WHAT TO PRODUCE → The reply must return each line of the data exactly.

RECORDS PROVIDED →

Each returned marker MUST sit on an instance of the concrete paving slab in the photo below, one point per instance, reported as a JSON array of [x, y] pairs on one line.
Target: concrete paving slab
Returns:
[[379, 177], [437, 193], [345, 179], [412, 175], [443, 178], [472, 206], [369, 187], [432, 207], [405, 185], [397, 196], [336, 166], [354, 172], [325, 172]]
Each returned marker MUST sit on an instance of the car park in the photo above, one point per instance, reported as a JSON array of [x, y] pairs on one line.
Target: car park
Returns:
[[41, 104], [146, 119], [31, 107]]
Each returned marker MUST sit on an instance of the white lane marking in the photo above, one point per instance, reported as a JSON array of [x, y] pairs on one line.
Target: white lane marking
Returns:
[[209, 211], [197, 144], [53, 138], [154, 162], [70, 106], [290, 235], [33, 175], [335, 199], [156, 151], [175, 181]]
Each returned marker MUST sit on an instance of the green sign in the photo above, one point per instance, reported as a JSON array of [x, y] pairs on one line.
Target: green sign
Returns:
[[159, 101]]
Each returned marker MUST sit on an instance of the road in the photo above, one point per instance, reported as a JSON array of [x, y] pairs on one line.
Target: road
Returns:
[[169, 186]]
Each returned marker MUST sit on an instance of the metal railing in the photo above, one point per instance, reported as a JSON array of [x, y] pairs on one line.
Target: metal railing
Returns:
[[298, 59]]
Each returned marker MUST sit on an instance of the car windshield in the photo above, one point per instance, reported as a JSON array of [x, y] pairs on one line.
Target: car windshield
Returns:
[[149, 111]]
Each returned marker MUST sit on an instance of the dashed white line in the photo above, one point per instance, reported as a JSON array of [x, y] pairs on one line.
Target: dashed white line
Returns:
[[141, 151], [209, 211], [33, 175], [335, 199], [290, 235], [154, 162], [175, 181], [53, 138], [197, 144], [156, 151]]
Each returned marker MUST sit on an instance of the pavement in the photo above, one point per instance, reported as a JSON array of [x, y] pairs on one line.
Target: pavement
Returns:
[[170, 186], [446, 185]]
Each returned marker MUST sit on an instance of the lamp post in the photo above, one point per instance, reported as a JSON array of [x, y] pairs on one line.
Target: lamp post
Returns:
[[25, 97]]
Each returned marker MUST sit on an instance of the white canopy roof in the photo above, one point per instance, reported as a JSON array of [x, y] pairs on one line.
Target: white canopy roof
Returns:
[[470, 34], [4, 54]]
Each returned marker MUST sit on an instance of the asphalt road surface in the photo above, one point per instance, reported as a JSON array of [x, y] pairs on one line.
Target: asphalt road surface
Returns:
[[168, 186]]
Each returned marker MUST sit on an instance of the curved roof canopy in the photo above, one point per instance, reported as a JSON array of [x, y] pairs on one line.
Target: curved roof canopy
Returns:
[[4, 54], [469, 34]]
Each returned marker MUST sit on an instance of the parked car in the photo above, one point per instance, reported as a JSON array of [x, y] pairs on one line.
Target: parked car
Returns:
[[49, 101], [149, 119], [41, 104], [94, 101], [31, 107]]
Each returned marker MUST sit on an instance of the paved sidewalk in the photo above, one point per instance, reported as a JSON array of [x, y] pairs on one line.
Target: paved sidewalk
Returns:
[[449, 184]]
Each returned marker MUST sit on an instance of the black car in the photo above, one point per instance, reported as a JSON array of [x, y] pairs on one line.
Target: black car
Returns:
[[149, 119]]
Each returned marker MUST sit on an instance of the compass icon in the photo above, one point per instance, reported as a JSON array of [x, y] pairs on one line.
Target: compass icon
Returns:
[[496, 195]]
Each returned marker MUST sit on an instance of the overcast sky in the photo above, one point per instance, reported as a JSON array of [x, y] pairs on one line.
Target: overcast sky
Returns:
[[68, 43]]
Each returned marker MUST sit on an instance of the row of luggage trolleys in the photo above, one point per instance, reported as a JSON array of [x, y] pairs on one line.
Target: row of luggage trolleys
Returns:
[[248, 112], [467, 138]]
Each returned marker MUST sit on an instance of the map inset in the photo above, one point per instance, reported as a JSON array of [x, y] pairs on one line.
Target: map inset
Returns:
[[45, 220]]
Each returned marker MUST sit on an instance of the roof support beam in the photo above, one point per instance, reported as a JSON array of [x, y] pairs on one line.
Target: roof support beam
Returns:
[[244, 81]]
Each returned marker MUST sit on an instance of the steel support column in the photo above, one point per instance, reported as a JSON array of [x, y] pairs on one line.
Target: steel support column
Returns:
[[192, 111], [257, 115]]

TASK ANSWER →
Each returned marker MUST sit on an instance of the concrete paving slab in the photo below, one point per instance, reported as a JSON array of [x, y] pairs on one line.
Target: concrete paving slab
Returns:
[[379, 177], [437, 193], [345, 179], [412, 175], [443, 178], [472, 206], [369, 187], [432, 207], [405, 185], [397, 196], [336, 166], [354, 172], [325, 172]]
Each returned marker MUST sit on an instance of the car park in the photo above, one point per instance, reported as a JSON array of [x, y] pairs on one line.
Target: car park
Returns:
[[41, 104], [146, 119], [31, 107]]
Each returned marker MUST sit on an instance of the white lane marking in the photo above, one point per instance, reported as a JSON array of [x, y] pairs on one line.
Target: white lane marking
Returns:
[[209, 211], [197, 144], [53, 138], [154, 162], [70, 106], [290, 235], [33, 175], [335, 199], [156, 151], [175, 181]]
Each returned marker MUST sit on an instance of the green sign in the photo above, one point per instance, reported as a JSON array of [x, y] pairs on one line.
Target: green sign
Returns:
[[159, 101]]
Each returned marker MUST sit on an instance of the road in the photo above, one point per instance, reported as a JSON array of [x, y] pairs on one line.
Target: road
Returns:
[[169, 186]]
Each returned marker MUST sit on an instance of the metal railing in the photo above, one point per instance, reported as a JSON array of [x, y] pairs on one line.
Target: metal railing
Returns:
[[298, 59]]
Each returned marker MUST sit on an instance of the car windshield in the photo above, one point per instance, reported as a JSON array of [x, y] pairs on one line.
Target: car windshield
Returns:
[[149, 111]]
Each returned marker MUST sit on an instance of the dashed white line in the photo above, one point per instance, reported as a JSON array of [x, y] pairs on one line.
Target: dashed white line
Returns:
[[141, 151], [209, 211], [33, 175], [335, 199], [290, 235], [154, 162], [175, 181], [53, 138], [197, 144], [156, 151]]
Each returned marker MUST sit on an instance of the pavement in the photo above, one point per instance, reported as a JSON array of [x, y] pairs on one line.
Target: pavement
Returns:
[[170, 186], [446, 185]]
Each returned marker MUST sit on an instance of the lamp post in the photo above, one point per instance, reported as a JSON array of [x, y] pairs on one line.
Target: lamp post
Returns:
[[25, 97]]
Each returned marker MUST sit on an instance of the white canopy roof in the photo above, one point per instance, reported as a JSON array of [x, y] pairs on one line.
Target: white canopy roof
Returns:
[[470, 34], [4, 54]]
Each returned marker MUST sit on an instance of the asphalt road surface in the photo above, one point per instance, reported as a JSON array of [x, y] pairs on one line.
Target: asphalt road surface
Returns:
[[168, 186]]
Each returned marker MUST sit on an instance of the curved roof canopy in the photo above, one point per instance, reported as a JSON array of [x, y] pairs on one line.
Target: curved roof canopy
Returns:
[[4, 54], [469, 34]]
Each returned marker MUST sit on an instance of the parked car in the photo above, one point per instance, reported as a JSON array of [x, y] pairs on one line.
Target: parked car
Returns:
[[49, 101], [149, 119], [41, 104], [94, 101], [31, 107]]
Each returned marker MUST sit on an instance of the paved sidewalk in the photo above, one point per instance, reported as a JSON array of [x, y] pairs on one line.
Target: paved sidewalk
Returns:
[[449, 184]]
Each returned marker MUST sit on an instance of the black car in the photo above, one point per instance, reported as a JSON array of [x, y] pairs on one line.
Target: black car
Returns:
[[149, 119]]
Each returned marker MUST sit on an instance of the compass icon in the photo above, one point per instance, reported as a JSON array of [x, y] pairs on one line.
Target: compass icon
Returns:
[[496, 195]]
Each returned marker MUST sit on an instance of the overcast sky in the photo above, one point per instance, reported as a JSON array of [x, y] pairs on one line.
Target: overcast sky
Returns:
[[68, 43]]
Each returned marker MUST sit on an instance of the row of luggage trolleys in the photo above, one point per instance, reported as a JSON array of [x, y] pairs on one line.
Target: row of luggage trolleys
Returns:
[[248, 112], [467, 138]]
Each returned marker MUST sit on an instance of the map inset in the photo above, one point per instance, reported as a JSON array of [x, y] pairs on one line.
Target: map inset
Returns:
[[45, 220]]
Each returned marker MUST sit on an instance of the roof support beam in the photo above, one point per instance, reported as a JSON array of [x, y] pairs on one line.
Target: roof support beam
Returns:
[[244, 81]]
Each returned marker MUST sit on an instance of the steel support column in the photo above, one point per instance, reported as a JSON array of [x, y] pairs on one line.
Target: steel support column
Returns:
[[192, 111], [257, 115]]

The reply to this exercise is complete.